AIM ->
Reproduce every line from the start of the records through the line containing "[[[18,0],[0,1],[0,34],[25,42],[25,33]]]", both included and requests kept as they are, but shift each coordinate in the polygon answers by adding -16 to it.
----
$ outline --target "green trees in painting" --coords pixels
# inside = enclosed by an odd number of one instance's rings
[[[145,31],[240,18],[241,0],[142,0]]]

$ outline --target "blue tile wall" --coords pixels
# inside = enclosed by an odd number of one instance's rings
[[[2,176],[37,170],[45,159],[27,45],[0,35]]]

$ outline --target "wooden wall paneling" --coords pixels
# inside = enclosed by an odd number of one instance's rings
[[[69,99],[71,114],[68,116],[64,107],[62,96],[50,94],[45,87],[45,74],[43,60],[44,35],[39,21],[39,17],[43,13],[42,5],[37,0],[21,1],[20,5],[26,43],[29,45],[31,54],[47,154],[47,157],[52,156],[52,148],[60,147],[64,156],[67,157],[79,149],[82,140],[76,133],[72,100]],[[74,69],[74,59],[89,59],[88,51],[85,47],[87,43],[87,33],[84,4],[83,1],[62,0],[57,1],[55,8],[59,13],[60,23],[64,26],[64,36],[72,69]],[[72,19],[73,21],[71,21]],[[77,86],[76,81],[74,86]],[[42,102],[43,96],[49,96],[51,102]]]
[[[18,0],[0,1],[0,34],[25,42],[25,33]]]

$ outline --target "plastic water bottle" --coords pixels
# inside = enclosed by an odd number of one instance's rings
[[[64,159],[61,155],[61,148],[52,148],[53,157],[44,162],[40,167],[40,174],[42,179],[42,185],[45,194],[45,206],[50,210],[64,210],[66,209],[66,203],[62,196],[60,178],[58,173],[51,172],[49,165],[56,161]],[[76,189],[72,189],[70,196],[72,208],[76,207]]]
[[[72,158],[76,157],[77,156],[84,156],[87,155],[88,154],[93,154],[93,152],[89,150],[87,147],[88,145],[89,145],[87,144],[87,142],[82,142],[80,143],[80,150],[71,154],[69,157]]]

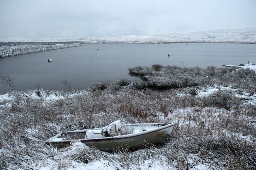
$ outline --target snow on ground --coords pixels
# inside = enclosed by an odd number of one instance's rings
[[[80,43],[0,46],[0,58],[81,45]]]
[[[0,38],[2,42],[58,42],[84,43],[164,43],[172,42],[256,43],[256,28],[172,33],[162,35],[124,35],[73,39]]]
[[[197,95],[197,96],[202,97],[207,96],[211,95],[218,91],[230,90],[232,89],[229,87],[223,87],[219,88],[209,87],[207,88],[204,88],[201,91],[198,91]]]
[[[256,72],[256,64],[252,64],[251,65],[245,65],[243,66],[240,66],[240,67],[246,69],[246,68],[250,68],[251,70],[253,70],[254,71]]]

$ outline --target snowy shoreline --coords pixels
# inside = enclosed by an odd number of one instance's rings
[[[80,46],[82,45],[79,43],[74,43],[0,46],[0,58],[38,52]]]

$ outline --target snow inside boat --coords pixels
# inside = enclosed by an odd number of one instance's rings
[[[101,151],[112,151],[119,148],[132,150],[168,141],[173,125],[172,123],[122,125],[120,121],[117,121],[104,128],[63,132],[45,142],[58,148],[80,141]]]

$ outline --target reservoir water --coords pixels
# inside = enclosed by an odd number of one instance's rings
[[[65,78],[73,88],[86,89],[102,80],[132,78],[128,68],[136,66],[221,67],[248,61],[256,63],[256,44],[87,44],[0,58],[0,73],[14,78],[17,90],[34,88],[38,83],[44,89],[62,89],[60,81]],[[0,94],[8,91],[0,84]]]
----
CORRECT RESPONSE ->
$ outline --target "green trees in painting" --coords pixels
# inside = enclosed by an odd number of one instance's rings
[[[129,15],[224,2],[225,-16],[126,-16]]]

$ outline --target "blue tile wall" --coords pixels
# inside = enclosed by an odd number of one instance's rings
[[[-14,160],[21,154],[29,143],[11,29],[-16,19]]]

$ outline --target "wooden wall paneling" --coords pixels
# inside = enclosed by an odd number of one instance's rings
[[[53,83],[55,98],[52,100],[48,91],[46,80],[34,78],[29,71],[29,58],[27,44],[28,19],[23,5],[23,1],[27,-3],[26,-11],[21,-16],[5,-15],[4,-11],[10,27],[13,29],[15,38],[31,138],[31,141],[36,140],[36,132],[44,131],[48,140],[51,141],[63,133],[66,124],[60,117],[56,84]],[[58,53],[58,43],[73,43],[72,35],[69,31],[71,27],[71,17],[68,-12],[67,-15],[46,-16],[41,-15],[39,-8],[43,-3],[44,7],[48,10],[48,20],[56,53]],[[56,3],[57,5],[55,5]],[[61,70],[60,65],[58,70]],[[26,86],[27,80],[33,80],[35,86]]]
[[[2,-16],[-16,-15],[-16,18],[9,26],[9,17]]]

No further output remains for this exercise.